Copy every line of the data below word for word, omitting the pictures.
━━━ Exercise materials ━━━
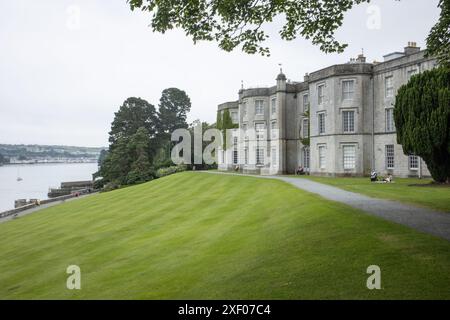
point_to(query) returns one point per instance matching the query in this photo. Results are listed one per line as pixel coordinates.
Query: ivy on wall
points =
(223, 123)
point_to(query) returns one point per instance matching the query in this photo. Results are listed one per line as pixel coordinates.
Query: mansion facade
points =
(337, 122)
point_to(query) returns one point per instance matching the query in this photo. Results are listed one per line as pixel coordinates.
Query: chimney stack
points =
(411, 48)
(306, 77)
(361, 58)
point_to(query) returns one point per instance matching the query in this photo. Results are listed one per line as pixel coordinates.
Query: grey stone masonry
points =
(337, 122)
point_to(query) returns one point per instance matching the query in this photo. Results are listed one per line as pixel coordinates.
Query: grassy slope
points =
━━━
■ **The response**
point_to(query) returns one point per instance matching the query in this photo. Results are listed one per line as pixel coordinates.
Query: ivy on wall
points =
(223, 123)
point_to(query) returns one point per instance matching the query in this photo. Results are listed one per line as pixel coordinates.
Query: mansion facade
points =
(337, 122)
point_to(query) returns one point per instance matching the query in this photo. Results are listed one per line as pixel coordinates.
Query: chimney stack
points =
(411, 48)
(306, 77)
(361, 58)
point_to(query) returns one point per instance matching the query in this photo. Results are listed one per line as pixel coordinates.
Query: grey stone masonry
points =
(337, 122)
point_to(query) returns one point per instance matching the query in this photo. Results are listed one per line as pixel coordinates.
Query: grassy slope
points =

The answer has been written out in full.